[Given records]
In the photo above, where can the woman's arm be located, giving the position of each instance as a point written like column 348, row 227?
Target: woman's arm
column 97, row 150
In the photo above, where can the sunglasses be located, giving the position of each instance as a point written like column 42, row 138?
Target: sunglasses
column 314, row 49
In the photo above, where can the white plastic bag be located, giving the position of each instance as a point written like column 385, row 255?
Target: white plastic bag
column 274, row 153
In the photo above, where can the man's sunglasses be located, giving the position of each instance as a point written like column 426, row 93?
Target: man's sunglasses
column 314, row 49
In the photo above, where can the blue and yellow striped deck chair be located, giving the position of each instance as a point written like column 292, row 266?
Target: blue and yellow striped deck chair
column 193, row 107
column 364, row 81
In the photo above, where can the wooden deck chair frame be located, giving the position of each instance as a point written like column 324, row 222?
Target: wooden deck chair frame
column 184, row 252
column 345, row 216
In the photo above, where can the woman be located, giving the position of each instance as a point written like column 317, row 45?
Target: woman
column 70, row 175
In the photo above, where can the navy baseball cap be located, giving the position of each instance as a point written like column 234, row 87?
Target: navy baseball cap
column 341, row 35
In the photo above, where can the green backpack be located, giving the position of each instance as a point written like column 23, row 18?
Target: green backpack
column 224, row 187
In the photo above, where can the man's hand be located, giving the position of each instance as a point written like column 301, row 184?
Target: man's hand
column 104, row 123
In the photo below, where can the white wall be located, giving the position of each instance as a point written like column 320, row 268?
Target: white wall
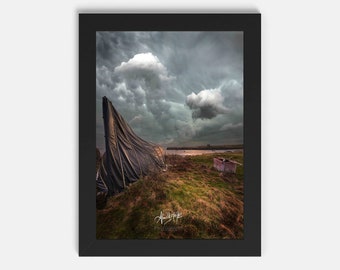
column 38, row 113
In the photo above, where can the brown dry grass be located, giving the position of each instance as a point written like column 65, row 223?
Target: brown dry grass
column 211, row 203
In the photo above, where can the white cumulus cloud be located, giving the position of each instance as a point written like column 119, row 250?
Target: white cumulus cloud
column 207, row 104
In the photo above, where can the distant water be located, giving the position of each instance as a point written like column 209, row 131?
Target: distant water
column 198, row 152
...
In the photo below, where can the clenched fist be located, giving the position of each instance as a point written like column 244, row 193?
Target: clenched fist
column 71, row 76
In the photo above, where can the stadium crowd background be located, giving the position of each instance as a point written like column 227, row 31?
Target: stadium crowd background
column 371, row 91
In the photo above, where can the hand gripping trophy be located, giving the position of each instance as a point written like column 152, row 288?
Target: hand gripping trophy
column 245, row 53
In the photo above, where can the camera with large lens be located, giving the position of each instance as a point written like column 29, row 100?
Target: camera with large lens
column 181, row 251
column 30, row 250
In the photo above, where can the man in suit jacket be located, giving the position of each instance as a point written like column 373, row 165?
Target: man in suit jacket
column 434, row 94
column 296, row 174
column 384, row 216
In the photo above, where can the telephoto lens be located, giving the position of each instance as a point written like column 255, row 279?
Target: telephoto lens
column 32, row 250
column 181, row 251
--
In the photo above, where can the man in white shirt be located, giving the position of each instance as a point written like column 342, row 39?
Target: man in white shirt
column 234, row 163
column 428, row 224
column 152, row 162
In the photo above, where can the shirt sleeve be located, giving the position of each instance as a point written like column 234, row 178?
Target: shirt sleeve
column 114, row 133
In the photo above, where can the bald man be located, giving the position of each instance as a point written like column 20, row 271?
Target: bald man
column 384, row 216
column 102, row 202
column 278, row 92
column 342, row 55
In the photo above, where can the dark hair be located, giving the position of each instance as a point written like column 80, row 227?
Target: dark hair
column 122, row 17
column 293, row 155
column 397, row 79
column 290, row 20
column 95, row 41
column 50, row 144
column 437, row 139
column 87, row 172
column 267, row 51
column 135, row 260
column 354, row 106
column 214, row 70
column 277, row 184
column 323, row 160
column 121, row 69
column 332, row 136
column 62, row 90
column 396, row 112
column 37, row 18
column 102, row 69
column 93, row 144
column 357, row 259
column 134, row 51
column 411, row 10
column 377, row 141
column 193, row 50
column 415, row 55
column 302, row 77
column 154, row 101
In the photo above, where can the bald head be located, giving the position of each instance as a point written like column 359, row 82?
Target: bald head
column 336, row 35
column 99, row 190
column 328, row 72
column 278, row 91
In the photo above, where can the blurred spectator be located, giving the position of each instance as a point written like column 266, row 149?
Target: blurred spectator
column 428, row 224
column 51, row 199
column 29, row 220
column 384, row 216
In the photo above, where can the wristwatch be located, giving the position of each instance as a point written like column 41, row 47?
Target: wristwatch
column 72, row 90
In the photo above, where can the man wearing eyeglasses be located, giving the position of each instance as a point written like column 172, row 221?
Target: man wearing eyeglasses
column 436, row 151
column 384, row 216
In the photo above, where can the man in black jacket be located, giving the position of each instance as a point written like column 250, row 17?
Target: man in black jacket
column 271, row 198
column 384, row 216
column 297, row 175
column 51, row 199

[Problem to solve]
Reproduce verbatim every line from the one containing "In the photo above, where can the woman be" up to and including the one containing "column 224, row 187".

[The answer]
In the photo above, where can the woman be located, giving the position of each instance as a point written like column 317, row 45?
Target: woman
column 70, row 175
In the photo above, where can the navy baseball cap be located, giving the position of each instance as a point written like column 234, row 87?
Target: navy baseball cap
column 341, row 35
In the photo above, where can the green backpack be located, giving the position of each instance as a point written like column 23, row 18?
Target: green backpack
column 224, row 187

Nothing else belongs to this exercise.